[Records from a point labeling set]
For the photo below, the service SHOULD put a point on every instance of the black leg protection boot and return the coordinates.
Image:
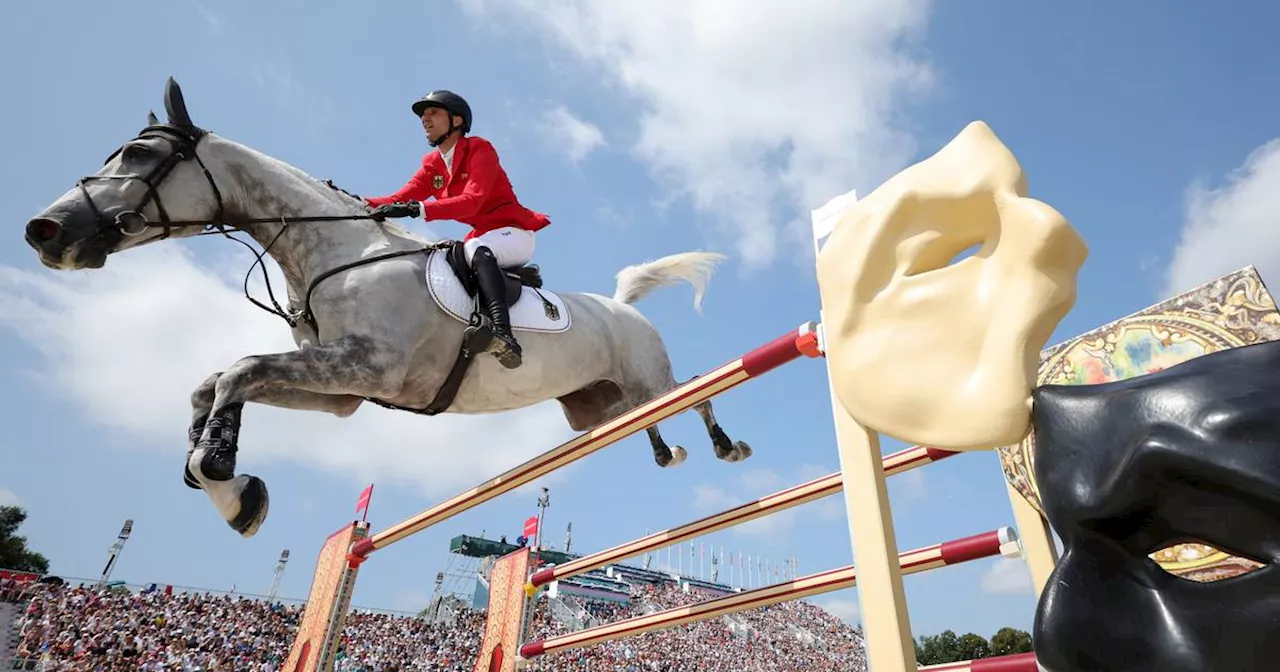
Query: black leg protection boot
(492, 288)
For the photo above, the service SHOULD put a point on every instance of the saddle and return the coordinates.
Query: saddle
(516, 278)
(479, 332)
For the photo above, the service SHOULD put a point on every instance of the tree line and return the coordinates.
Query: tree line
(947, 647)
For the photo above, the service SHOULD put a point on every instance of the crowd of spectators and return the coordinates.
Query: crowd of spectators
(88, 629)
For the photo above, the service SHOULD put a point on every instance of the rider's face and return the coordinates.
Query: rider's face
(435, 123)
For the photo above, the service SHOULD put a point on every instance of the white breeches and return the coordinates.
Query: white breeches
(511, 246)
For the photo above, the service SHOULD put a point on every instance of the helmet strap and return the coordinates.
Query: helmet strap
(446, 136)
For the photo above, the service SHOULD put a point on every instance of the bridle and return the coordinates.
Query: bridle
(184, 140)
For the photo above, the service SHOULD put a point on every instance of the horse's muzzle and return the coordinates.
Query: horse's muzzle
(42, 231)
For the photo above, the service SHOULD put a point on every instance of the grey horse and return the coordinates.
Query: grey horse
(359, 304)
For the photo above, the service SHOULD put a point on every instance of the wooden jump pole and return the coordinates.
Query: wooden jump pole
(789, 347)
(1018, 662)
(766, 506)
(1002, 540)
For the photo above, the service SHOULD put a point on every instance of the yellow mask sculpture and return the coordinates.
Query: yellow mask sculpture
(935, 352)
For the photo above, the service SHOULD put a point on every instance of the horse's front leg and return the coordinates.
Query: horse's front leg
(352, 366)
(298, 400)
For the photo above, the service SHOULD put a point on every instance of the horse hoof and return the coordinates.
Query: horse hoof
(188, 478)
(254, 504)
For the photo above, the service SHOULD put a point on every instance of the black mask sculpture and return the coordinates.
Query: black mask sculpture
(1191, 453)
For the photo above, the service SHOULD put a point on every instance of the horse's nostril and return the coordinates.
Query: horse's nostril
(42, 231)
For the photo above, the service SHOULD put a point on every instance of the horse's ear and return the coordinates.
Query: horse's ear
(176, 106)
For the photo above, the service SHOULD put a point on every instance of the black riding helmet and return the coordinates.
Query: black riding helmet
(448, 101)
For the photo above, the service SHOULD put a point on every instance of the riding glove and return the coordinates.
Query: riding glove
(411, 209)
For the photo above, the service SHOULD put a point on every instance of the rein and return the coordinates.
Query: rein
(184, 138)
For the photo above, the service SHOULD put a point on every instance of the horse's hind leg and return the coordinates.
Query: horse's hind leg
(664, 455)
(726, 449)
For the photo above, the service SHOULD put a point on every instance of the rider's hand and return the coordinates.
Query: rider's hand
(411, 209)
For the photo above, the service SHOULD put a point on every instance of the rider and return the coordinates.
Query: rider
(470, 187)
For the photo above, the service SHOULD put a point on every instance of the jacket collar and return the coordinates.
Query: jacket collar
(460, 151)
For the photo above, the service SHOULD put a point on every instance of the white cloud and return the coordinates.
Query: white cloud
(748, 110)
(709, 498)
(127, 344)
(844, 608)
(1008, 576)
(1233, 225)
(575, 137)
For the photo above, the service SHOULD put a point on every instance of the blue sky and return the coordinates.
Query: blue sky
(643, 129)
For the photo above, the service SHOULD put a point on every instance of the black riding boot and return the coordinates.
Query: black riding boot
(493, 289)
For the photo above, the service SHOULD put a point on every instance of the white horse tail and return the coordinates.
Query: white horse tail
(694, 268)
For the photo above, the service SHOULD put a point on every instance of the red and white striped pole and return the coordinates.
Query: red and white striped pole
(1018, 662)
(789, 347)
(981, 545)
(766, 506)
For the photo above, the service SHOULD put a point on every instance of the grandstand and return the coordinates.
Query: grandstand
(80, 625)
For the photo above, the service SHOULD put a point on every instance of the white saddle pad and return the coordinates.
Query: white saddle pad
(529, 314)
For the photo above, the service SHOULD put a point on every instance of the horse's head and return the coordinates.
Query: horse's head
(935, 350)
(145, 187)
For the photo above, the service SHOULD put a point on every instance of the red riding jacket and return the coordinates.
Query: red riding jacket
(476, 192)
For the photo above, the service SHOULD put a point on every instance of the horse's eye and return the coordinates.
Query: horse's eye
(136, 152)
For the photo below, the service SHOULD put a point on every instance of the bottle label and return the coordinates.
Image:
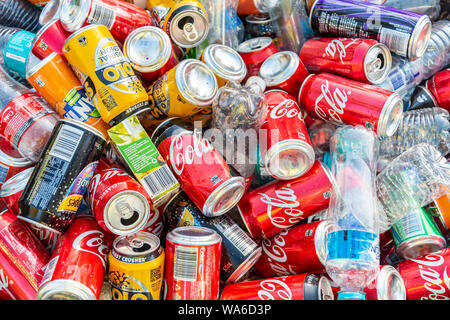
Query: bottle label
(353, 244)
(19, 115)
(16, 52)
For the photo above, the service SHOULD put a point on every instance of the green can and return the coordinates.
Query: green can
(416, 234)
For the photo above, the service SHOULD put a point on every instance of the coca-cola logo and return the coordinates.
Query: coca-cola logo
(92, 242)
(286, 199)
(335, 101)
(287, 108)
(435, 284)
(274, 288)
(192, 153)
(276, 255)
(337, 46)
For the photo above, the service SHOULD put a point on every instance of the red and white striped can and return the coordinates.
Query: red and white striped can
(341, 101)
(192, 266)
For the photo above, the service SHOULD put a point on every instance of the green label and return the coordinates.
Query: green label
(415, 224)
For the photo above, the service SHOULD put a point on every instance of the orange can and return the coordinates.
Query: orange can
(183, 91)
(57, 84)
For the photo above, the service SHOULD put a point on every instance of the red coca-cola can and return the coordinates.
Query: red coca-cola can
(119, 203)
(439, 86)
(278, 205)
(288, 152)
(426, 278)
(150, 52)
(22, 259)
(254, 52)
(50, 38)
(341, 101)
(77, 266)
(10, 166)
(192, 264)
(295, 287)
(363, 60)
(12, 189)
(284, 70)
(201, 170)
(296, 250)
(120, 17)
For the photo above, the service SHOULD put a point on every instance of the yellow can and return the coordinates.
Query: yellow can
(185, 21)
(136, 267)
(106, 74)
(183, 91)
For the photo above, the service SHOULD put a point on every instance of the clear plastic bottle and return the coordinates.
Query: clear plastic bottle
(412, 180)
(290, 22)
(353, 240)
(30, 119)
(21, 14)
(429, 125)
(238, 114)
(406, 74)
(432, 8)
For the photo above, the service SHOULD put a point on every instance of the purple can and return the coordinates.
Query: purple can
(403, 32)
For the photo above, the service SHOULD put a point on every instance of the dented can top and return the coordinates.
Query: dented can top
(225, 62)
(148, 48)
(196, 82)
(73, 13)
(279, 67)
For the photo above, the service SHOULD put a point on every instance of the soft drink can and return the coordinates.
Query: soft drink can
(363, 60)
(105, 73)
(62, 175)
(136, 267)
(339, 100)
(192, 264)
(77, 266)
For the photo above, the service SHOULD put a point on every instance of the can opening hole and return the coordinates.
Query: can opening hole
(130, 220)
(381, 57)
(183, 21)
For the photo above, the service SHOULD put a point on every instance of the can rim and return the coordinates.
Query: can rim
(210, 237)
(385, 276)
(144, 218)
(286, 73)
(150, 237)
(19, 183)
(152, 65)
(414, 51)
(40, 64)
(65, 287)
(245, 266)
(186, 92)
(290, 144)
(218, 68)
(234, 183)
(379, 48)
(393, 105)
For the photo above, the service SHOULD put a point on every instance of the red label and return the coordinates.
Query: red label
(19, 115)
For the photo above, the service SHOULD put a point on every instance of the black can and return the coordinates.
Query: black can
(240, 251)
(259, 25)
(403, 32)
(422, 98)
(60, 178)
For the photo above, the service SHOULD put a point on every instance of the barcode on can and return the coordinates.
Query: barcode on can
(66, 143)
(396, 41)
(185, 264)
(101, 14)
(412, 225)
(49, 270)
(240, 240)
(159, 181)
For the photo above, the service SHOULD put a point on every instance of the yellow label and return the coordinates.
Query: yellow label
(136, 281)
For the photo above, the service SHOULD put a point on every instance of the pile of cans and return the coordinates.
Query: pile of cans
(111, 190)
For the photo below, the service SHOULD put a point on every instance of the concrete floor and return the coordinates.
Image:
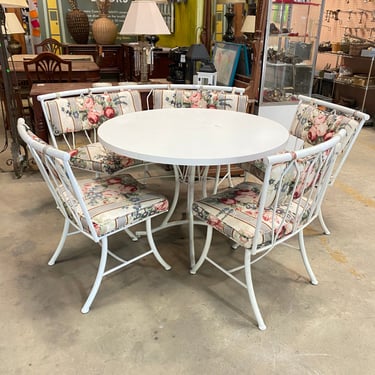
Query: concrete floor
(149, 321)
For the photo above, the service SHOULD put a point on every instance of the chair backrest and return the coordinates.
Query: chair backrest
(50, 45)
(316, 121)
(195, 96)
(293, 189)
(70, 112)
(48, 67)
(57, 173)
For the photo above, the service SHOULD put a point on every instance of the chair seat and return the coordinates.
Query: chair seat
(116, 202)
(94, 157)
(234, 212)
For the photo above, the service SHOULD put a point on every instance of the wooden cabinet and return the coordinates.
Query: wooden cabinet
(160, 66)
(108, 57)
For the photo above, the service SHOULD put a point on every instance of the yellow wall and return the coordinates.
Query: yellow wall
(188, 17)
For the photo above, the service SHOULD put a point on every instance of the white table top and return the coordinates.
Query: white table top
(192, 137)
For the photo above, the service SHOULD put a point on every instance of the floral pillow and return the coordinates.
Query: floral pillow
(315, 125)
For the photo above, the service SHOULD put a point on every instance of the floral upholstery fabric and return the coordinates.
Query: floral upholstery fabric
(87, 112)
(214, 99)
(315, 125)
(312, 125)
(114, 202)
(94, 157)
(234, 213)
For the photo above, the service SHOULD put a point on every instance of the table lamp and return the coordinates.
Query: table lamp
(144, 18)
(229, 15)
(13, 26)
(197, 53)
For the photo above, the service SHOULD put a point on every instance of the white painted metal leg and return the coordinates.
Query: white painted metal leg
(153, 246)
(175, 196)
(323, 224)
(309, 270)
(60, 246)
(205, 250)
(99, 276)
(250, 290)
(189, 212)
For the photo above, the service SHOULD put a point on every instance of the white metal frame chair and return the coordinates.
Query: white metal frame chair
(316, 120)
(73, 112)
(96, 208)
(260, 216)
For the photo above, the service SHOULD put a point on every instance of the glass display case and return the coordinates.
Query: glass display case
(290, 50)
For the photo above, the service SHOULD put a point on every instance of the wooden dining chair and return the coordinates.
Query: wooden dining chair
(47, 67)
(49, 45)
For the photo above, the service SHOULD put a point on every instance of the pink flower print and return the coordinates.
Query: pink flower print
(128, 189)
(215, 222)
(93, 118)
(228, 201)
(114, 180)
(162, 206)
(109, 112)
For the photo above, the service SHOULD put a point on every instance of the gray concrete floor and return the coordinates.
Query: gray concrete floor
(149, 321)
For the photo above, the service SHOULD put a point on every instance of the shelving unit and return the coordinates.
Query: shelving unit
(289, 56)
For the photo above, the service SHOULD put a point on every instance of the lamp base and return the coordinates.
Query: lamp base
(229, 34)
(14, 47)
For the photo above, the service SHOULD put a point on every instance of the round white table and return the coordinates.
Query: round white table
(192, 137)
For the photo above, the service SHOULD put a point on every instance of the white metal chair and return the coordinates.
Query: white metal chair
(260, 216)
(96, 208)
(315, 121)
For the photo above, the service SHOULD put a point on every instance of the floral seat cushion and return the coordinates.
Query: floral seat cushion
(213, 99)
(94, 157)
(311, 125)
(87, 112)
(115, 202)
(234, 212)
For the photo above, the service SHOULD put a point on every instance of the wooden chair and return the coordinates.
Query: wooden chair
(47, 67)
(260, 216)
(96, 208)
(49, 45)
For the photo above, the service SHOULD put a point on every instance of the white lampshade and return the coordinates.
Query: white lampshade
(144, 18)
(14, 3)
(12, 25)
(249, 25)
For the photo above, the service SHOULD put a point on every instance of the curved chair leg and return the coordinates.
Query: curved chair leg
(323, 224)
(309, 270)
(205, 250)
(60, 246)
(250, 290)
(99, 277)
(153, 246)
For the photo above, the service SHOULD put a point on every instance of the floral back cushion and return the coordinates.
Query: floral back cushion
(85, 112)
(315, 125)
(199, 99)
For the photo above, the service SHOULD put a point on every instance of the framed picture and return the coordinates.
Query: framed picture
(225, 58)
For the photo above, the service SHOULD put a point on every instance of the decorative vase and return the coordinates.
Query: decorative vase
(77, 23)
(104, 30)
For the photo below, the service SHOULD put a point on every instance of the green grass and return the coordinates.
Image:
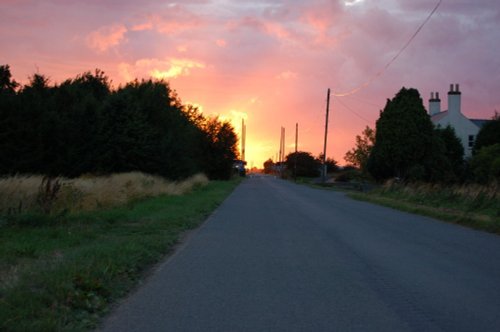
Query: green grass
(61, 273)
(471, 206)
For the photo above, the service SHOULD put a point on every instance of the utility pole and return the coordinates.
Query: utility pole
(283, 149)
(296, 144)
(326, 136)
(243, 138)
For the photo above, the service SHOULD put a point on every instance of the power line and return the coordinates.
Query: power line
(352, 111)
(380, 72)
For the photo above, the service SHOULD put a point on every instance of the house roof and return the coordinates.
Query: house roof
(439, 116)
(480, 122)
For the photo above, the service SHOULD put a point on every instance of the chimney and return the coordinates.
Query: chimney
(454, 100)
(434, 104)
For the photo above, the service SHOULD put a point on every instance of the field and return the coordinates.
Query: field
(60, 270)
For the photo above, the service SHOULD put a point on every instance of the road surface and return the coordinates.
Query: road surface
(277, 256)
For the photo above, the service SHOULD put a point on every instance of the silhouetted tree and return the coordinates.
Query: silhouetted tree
(358, 156)
(485, 164)
(268, 166)
(83, 126)
(403, 139)
(220, 148)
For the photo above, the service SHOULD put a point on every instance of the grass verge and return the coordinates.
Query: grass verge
(62, 274)
(473, 206)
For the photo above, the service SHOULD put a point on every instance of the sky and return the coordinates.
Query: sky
(269, 62)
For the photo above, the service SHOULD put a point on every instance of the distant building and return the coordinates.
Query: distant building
(465, 129)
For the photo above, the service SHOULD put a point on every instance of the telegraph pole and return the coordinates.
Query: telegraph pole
(326, 136)
(243, 139)
(296, 144)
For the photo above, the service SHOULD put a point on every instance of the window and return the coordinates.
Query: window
(471, 141)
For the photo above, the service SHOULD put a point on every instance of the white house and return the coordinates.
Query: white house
(465, 129)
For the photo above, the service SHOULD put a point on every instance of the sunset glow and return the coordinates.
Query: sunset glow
(268, 62)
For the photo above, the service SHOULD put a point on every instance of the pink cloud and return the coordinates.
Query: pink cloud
(168, 68)
(106, 37)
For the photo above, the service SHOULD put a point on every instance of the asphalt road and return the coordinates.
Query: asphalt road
(281, 257)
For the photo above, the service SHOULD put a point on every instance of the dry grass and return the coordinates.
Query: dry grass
(22, 193)
(455, 193)
(473, 205)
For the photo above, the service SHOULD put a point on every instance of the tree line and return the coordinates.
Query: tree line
(406, 145)
(82, 126)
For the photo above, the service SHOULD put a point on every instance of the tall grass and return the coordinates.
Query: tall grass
(474, 205)
(468, 197)
(21, 194)
(64, 276)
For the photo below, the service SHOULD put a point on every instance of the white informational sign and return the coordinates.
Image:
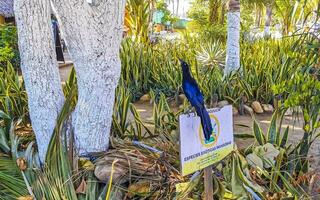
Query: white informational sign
(195, 152)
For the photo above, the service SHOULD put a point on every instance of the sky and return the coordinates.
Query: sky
(184, 6)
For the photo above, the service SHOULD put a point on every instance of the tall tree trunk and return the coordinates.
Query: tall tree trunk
(258, 17)
(268, 21)
(213, 11)
(233, 40)
(178, 2)
(39, 68)
(93, 35)
(223, 10)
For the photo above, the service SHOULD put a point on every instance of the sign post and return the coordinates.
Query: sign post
(196, 153)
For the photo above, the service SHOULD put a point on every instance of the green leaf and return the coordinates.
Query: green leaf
(4, 142)
(285, 138)
(272, 132)
(258, 134)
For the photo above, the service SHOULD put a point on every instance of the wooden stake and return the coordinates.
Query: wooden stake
(208, 183)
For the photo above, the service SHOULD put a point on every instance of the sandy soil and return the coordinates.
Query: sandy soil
(243, 124)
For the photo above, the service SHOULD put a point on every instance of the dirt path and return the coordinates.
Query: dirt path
(243, 124)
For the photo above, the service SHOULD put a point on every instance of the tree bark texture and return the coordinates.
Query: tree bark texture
(39, 68)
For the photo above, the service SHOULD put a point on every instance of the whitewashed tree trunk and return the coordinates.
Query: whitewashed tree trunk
(39, 68)
(93, 34)
(233, 40)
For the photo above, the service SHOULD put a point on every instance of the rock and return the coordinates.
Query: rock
(139, 188)
(103, 172)
(181, 98)
(235, 111)
(248, 109)
(268, 108)
(257, 108)
(145, 97)
(223, 103)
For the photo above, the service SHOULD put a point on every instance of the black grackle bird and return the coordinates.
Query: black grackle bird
(195, 97)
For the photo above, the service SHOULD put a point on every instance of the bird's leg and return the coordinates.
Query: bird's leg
(190, 111)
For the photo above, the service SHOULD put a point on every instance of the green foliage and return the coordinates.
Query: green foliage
(163, 7)
(138, 17)
(303, 90)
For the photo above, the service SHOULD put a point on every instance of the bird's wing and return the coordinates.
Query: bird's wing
(193, 94)
(198, 92)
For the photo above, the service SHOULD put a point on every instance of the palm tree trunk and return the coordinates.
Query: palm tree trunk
(233, 40)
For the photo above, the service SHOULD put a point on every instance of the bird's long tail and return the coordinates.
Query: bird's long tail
(205, 121)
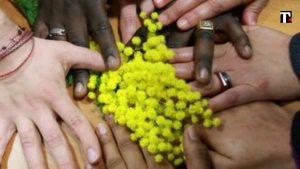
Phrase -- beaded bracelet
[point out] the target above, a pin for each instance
(18, 40)
(16, 43)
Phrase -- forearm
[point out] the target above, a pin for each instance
(7, 28)
(8, 32)
(295, 138)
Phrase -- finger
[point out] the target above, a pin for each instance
(147, 6)
(79, 57)
(112, 156)
(203, 54)
(40, 26)
(183, 55)
(197, 156)
(207, 9)
(252, 11)
(78, 35)
(184, 70)
(208, 139)
(236, 35)
(129, 150)
(56, 18)
(161, 3)
(179, 38)
(80, 125)
(129, 20)
(7, 129)
(154, 165)
(177, 10)
(55, 141)
(31, 144)
(234, 96)
(81, 77)
(212, 89)
(102, 32)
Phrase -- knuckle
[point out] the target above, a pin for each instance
(106, 140)
(197, 153)
(241, 38)
(113, 163)
(232, 98)
(125, 145)
(36, 165)
(101, 28)
(53, 139)
(76, 120)
(78, 41)
(27, 138)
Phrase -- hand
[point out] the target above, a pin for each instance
(33, 97)
(188, 13)
(256, 136)
(129, 18)
(79, 18)
(268, 75)
(121, 153)
(226, 27)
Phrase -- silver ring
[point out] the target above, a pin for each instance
(225, 80)
(206, 25)
(57, 32)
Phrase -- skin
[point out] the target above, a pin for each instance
(268, 59)
(33, 112)
(237, 144)
(261, 143)
(80, 18)
(187, 13)
(120, 152)
(226, 27)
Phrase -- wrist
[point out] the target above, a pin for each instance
(15, 59)
(295, 54)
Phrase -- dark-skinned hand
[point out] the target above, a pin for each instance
(226, 28)
(80, 18)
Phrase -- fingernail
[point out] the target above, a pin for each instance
(88, 166)
(247, 51)
(79, 87)
(92, 156)
(159, 2)
(204, 75)
(193, 134)
(102, 129)
(112, 62)
(182, 23)
(252, 23)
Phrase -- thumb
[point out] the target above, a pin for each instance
(253, 10)
(197, 156)
(81, 58)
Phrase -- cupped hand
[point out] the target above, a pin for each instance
(80, 18)
(36, 94)
(256, 135)
(187, 13)
(268, 75)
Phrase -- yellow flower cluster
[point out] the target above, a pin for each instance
(145, 96)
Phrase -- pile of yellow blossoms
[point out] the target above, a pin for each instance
(145, 96)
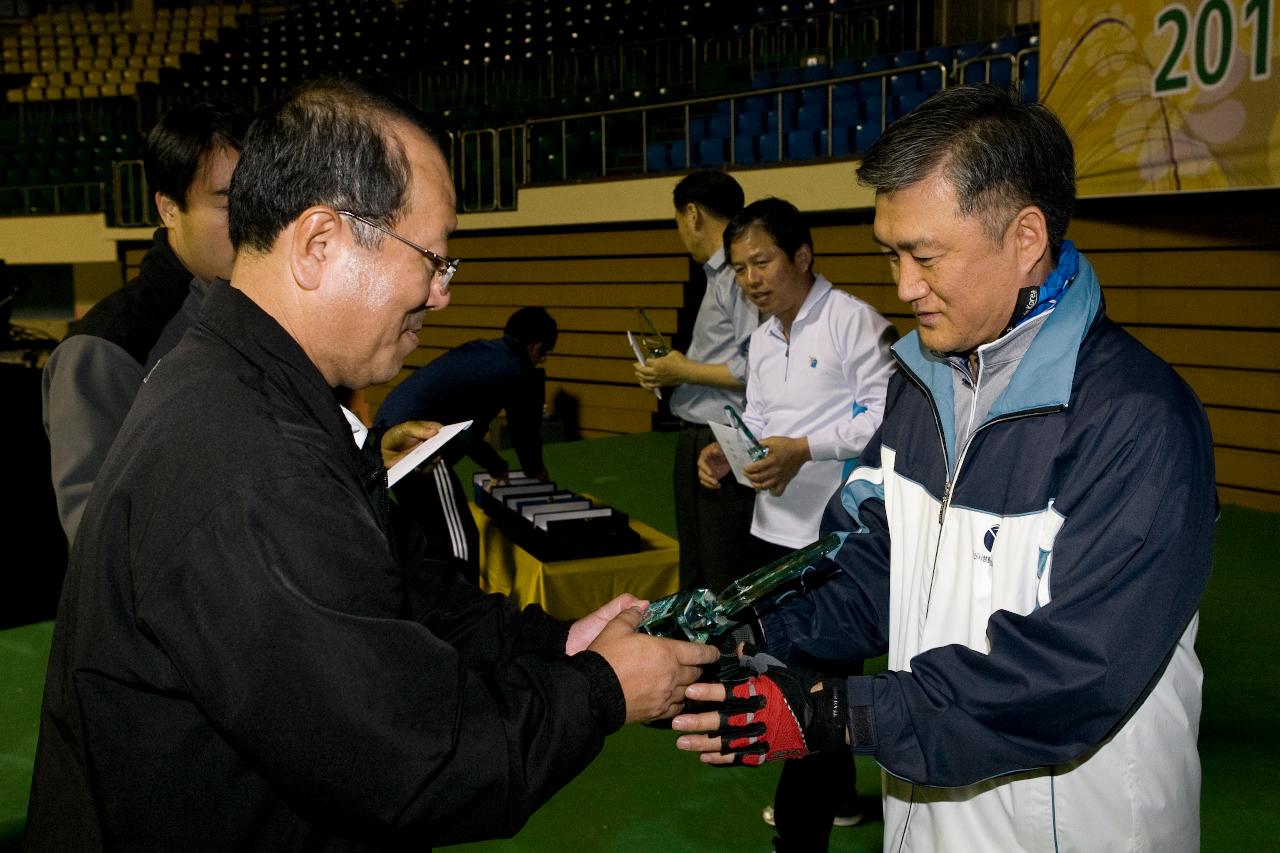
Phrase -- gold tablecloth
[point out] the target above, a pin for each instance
(572, 588)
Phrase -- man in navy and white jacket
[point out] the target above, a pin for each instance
(1028, 536)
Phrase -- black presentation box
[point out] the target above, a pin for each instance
(528, 514)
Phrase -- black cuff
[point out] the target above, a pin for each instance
(862, 719)
(543, 632)
(608, 703)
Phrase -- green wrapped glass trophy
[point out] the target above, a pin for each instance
(754, 448)
(650, 338)
(699, 614)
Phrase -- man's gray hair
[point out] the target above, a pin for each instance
(997, 153)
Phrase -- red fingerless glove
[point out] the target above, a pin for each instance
(778, 715)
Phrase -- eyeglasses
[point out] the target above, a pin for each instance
(444, 267)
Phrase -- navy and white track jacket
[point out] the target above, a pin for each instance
(1038, 606)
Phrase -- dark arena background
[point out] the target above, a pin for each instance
(567, 123)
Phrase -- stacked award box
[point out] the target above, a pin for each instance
(552, 523)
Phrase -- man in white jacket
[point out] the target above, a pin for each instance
(1028, 536)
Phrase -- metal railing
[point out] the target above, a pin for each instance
(686, 109)
(44, 199)
(131, 199)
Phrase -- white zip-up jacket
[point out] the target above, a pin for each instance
(1037, 600)
(826, 382)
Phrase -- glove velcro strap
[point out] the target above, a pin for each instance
(786, 737)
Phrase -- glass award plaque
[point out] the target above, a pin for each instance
(699, 614)
(650, 340)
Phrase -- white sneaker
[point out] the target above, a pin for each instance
(840, 820)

Exercise objective >>
Starting from the line containing "Phrase -- navy and white track jacket", repeat each line through the end of the entries, exactly.

Finished answer >>
Phrase -- navy and white track jacket
[point out] the target above, a pin for each instance
(1038, 606)
Phrase -- dark arena background
[point out] the target above, a pin for each instance
(567, 123)
Phrase -- stacked award box
[point out] the target above, a pin for each instance
(552, 523)
Phrase -- man in white jacket
[point out] the target above, a pin for each instance
(1028, 536)
Phrase -- metal railing
[point out] the target above, a pin for each instance
(686, 109)
(44, 199)
(131, 199)
Phrase -- white zip-up jacket
[point out] the target above, a pin for each instance
(1037, 600)
(826, 382)
Phrase -- glove velcro strap
[point out] the target above, a pin for each instance
(786, 737)
Phrase -- glass award plaque
[point out] the target above, a pin for each instance
(699, 614)
(650, 340)
Phrase -- white sneaker
[point out] the target above, a pin for each instance
(840, 820)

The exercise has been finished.